#### Study material

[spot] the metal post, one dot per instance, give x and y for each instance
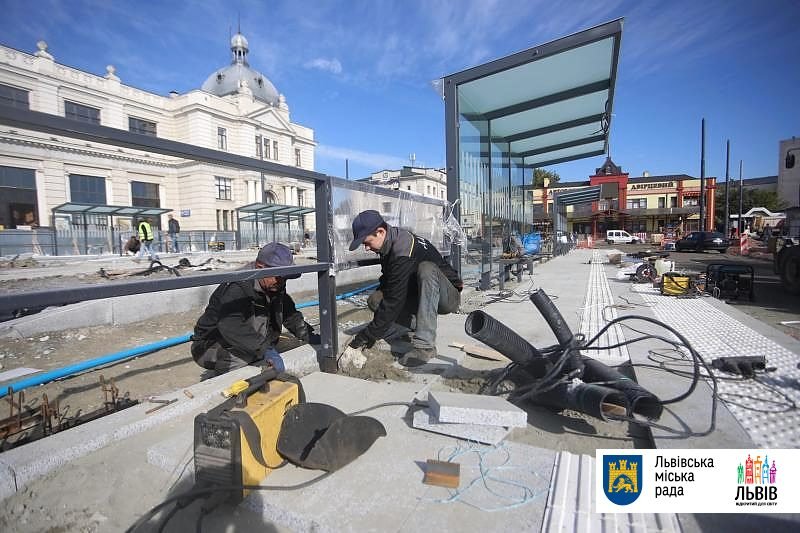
(739, 222)
(703, 175)
(453, 169)
(326, 283)
(85, 235)
(727, 197)
(55, 231)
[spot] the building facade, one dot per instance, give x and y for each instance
(789, 172)
(644, 204)
(431, 182)
(237, 110)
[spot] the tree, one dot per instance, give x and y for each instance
(539, 174)
(750, 198)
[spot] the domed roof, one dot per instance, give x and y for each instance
(238, 75)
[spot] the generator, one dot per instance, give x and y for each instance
(676, 284)
(236, 442)
(265, 419)
(730, 280)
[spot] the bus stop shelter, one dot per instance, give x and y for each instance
(536, 108)
(263, 214)
(88, 214)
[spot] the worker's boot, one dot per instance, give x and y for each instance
(417, 357)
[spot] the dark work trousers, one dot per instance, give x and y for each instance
(437, 296)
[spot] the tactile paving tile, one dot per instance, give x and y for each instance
(713, 334)
(571, 502)
(596, 314)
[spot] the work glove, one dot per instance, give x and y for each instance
(361, 341)
(274, 359)
(352, 357)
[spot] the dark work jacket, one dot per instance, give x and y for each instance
(228, 320)
(145, 231)
(401, 254)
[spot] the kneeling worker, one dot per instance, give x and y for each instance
(243, 320)
(415, 280)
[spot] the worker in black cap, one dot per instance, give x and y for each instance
(415, 281)
(243, 321)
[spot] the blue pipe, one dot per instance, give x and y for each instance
(339, 297)
(66, 371)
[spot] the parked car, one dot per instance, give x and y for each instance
(697, 241)
(614, 236)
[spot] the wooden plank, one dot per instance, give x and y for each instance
(482, 352)
(442, 474)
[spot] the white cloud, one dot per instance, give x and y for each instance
(367, 159)
(329, 65)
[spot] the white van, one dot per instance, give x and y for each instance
(614, 236)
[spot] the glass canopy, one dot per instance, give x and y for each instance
(111, 210)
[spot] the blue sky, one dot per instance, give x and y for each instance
(359, 72)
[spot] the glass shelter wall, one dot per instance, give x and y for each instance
(533, 109)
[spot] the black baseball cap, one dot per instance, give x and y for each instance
(365, 223)
(275, 254)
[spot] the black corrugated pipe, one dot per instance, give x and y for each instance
(552, 316)
(489, 331)
(641, 401)
(594, 400)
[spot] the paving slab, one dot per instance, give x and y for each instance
(425, 419)
(453, 407)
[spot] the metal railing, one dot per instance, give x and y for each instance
(56, 125)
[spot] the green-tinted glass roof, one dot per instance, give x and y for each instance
(280, 212)
(551, 103)
(115, 210)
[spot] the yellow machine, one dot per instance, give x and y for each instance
(236, 443)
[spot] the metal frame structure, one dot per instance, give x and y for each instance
(275, 213)
(56, 125)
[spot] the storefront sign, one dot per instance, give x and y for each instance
(645, 186)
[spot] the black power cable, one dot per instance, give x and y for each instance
(187, 498)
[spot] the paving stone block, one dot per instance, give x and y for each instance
(459, 408)
(424, 419)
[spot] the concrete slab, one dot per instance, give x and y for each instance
(384, 486)
(424, 419)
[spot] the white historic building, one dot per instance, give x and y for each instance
(237, 109)
(431, 182)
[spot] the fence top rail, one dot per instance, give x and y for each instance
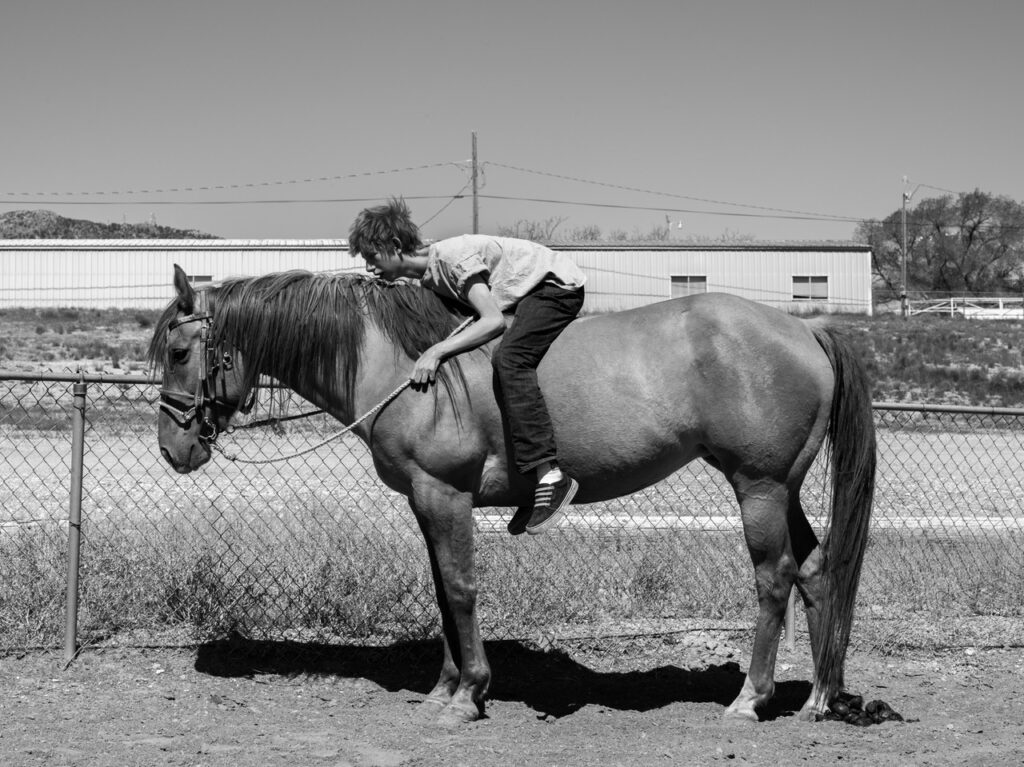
(78, 377)
(969, 409)
(138, 379)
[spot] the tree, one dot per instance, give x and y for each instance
(973, 243)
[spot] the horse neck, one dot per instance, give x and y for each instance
(383, 368)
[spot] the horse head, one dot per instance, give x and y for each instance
(202, 385)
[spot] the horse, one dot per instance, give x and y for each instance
(634, 395)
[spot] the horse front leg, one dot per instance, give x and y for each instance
(445, 517)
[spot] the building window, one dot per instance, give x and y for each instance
(688, 285)
(810, 289)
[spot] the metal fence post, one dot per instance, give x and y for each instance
(75, 517)
(791, 621)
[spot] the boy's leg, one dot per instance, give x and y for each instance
(540, 317)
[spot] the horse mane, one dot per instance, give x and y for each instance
(296, 325)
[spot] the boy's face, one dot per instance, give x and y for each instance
(386, 262)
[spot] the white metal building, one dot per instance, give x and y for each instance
(136, 273)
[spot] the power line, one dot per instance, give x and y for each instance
(817, 216)
(658, 209)
(253, 185)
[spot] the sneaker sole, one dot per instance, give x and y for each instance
(517, 525)
(537, 529)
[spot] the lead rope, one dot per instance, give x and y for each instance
(233, 456)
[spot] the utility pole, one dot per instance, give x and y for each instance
(476, 207)
(903, 302)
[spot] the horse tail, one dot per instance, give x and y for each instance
(852, 453)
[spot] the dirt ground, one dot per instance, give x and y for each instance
(223, 704)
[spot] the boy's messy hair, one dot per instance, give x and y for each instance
(374, 228)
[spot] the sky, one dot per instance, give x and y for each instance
(781, 121)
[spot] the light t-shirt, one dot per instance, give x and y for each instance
(510, 267)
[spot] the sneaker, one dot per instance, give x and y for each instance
(517, 525)
(550, 502)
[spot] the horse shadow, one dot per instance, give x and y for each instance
(550, 682)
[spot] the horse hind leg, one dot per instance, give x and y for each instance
(807, 551)
(766, 530)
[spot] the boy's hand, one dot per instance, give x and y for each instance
(425, 370)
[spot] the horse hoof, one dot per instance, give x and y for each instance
(456, 716)
(429, 709)
(739, 715)
(810, 715)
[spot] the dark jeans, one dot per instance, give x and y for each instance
(540, 317)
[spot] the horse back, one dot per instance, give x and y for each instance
(636, 394)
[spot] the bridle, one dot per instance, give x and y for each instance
(184, 407)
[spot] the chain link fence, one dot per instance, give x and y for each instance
(317, 550)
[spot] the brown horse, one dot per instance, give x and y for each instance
(633, 395)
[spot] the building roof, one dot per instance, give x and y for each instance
(208, 245)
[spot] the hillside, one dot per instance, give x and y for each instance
(45, 224)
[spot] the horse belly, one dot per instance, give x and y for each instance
(621, 431)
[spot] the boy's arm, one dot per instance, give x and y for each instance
(489, 324)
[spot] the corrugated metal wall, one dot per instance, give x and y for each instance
(135, 273)
(628, 278)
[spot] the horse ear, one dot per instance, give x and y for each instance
(186, 296)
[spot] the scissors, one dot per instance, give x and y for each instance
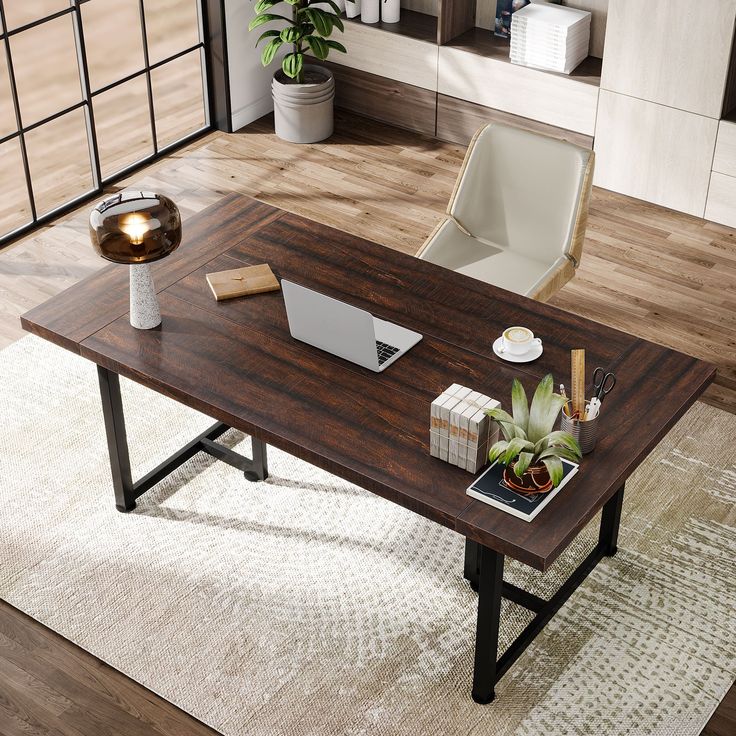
(602, 383)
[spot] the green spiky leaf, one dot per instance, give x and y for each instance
(268, 34)
(562, 452)
(545, 409)
(558, 438)
(260, 20)
(497, 450)
(516, 446)
(520, 405)
(523, 462)
(292, 65)
(262, 5)
(291, 34)
(318, 45)
(269, 50)
(554, 468)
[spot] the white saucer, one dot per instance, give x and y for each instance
(532, 354)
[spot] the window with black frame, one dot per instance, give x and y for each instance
(88, 90)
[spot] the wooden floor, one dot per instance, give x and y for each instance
(659, 274)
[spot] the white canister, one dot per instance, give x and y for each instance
(390, 11)
(352, 9)
(370, 11)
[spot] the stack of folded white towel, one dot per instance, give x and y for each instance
(551, 37)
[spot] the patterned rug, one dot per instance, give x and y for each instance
(304, 605)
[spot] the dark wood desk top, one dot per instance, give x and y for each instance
(236, 362)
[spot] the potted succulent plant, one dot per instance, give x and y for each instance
(531, 450)
(302, 93)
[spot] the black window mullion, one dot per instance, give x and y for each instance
(53, 16)
(18, 117)
(88, 94)
(94, 153)
(149, 83)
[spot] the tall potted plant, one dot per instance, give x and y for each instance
(303, 93)
(531, 450)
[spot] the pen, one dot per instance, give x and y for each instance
(593, 408)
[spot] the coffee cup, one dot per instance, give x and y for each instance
(518, 340)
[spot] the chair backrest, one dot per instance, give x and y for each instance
(524, 191)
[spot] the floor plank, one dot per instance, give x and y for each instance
(49, 685)
(653, 272)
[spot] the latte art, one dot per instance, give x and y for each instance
(518, 334)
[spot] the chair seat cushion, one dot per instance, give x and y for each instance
(507, 269)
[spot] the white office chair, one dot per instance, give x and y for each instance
(518, 214)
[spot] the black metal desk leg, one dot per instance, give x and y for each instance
(259, 469)
(117, 443)
(490, 585)
(610, 520)
(471, 566)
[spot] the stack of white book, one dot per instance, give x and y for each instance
(460, 432)
(551, 37)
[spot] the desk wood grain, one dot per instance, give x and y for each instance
(236, 362)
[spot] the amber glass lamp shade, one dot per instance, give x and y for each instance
(135, 227)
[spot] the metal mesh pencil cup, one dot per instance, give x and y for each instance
(586, 433)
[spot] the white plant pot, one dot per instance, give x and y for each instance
(303, 112)
(370, 11)
(390, 11)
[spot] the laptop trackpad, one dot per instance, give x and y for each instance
(395, 335)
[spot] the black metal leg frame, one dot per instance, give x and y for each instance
(126, 489)
(484, 571)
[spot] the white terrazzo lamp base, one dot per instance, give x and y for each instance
(144, 311)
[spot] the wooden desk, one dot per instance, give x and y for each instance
(236, 362)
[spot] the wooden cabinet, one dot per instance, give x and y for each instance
(673, 52)
(724, 160)
(492, 81)
(721, 206)
(654, 152)
(392, 55)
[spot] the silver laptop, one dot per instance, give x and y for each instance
(343, 330)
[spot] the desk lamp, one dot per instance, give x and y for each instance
(137, 228)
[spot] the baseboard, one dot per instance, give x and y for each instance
(246, 115)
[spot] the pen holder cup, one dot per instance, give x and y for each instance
(586, 433)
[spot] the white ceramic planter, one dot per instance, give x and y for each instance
(370, 11)
(390, 11)
(303, 112)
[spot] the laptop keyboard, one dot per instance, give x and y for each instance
(385, 351)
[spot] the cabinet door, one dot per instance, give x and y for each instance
(722, 199)
(554, 99)
(674, 52)
(654, 152)
(390, 55)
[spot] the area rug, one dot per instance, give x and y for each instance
(304, 605)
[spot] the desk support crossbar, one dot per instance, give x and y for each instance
(484, 571)
(126, 489)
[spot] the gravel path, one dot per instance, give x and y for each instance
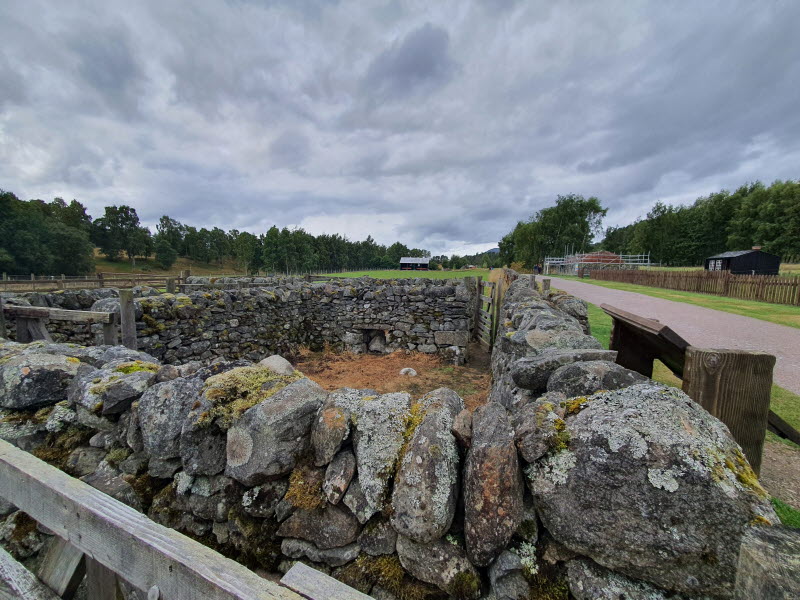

########

→ Exercise goal: The lines from the one that contains "[spot] the wooden desk, one" through the end of the data, repeated exactly and with no pictures, make up the whole answer.

→ Exercise answer:
[spot] the wooden desk, one dot per instance, give x and y for each instance
(236, 362)
[spot] the wooden cabinet, one dot per instance, give x and y for each instance
(673, 52)
(724, 160)
(492, 81)
(721, 206)
(654, 152)
(392, 55)
[spot] the silver laptop, one dot per instance, give x and y for each instance
(343, 330)
[spot] the desk lamp, one dot per instance, give x and y for each instance
(137, 228)
[spot] the baseboard, one dot per instance, give x and y for each instance
(246, 115)
[spot] the pen holder cup, one dot per instance, give x and y for each instance
(586, 433)
[spot] the white ceramic planter, one dot per instance, give x and y for each instance
(370, 11)
(390, 11)
(303, 112)
[spot] the laptop keyboard, one dot per instance, give x and y for each instance
(385, 351)
[spot] the cabinet door, one dot per instance, give x and y for each instance
(722, 199)
(554, 99)
(674, 52)
(654, 152)
(390, 55)
[spot] the area rug, one dot per instance, give x and y for each instance
(304, 605)
[spot] the desk support crossbar, one dot per instance, give x and y for each instance
(484, 571)
(126, 489)
[spot] the gravel path, one dot per instance, give x and y for each instance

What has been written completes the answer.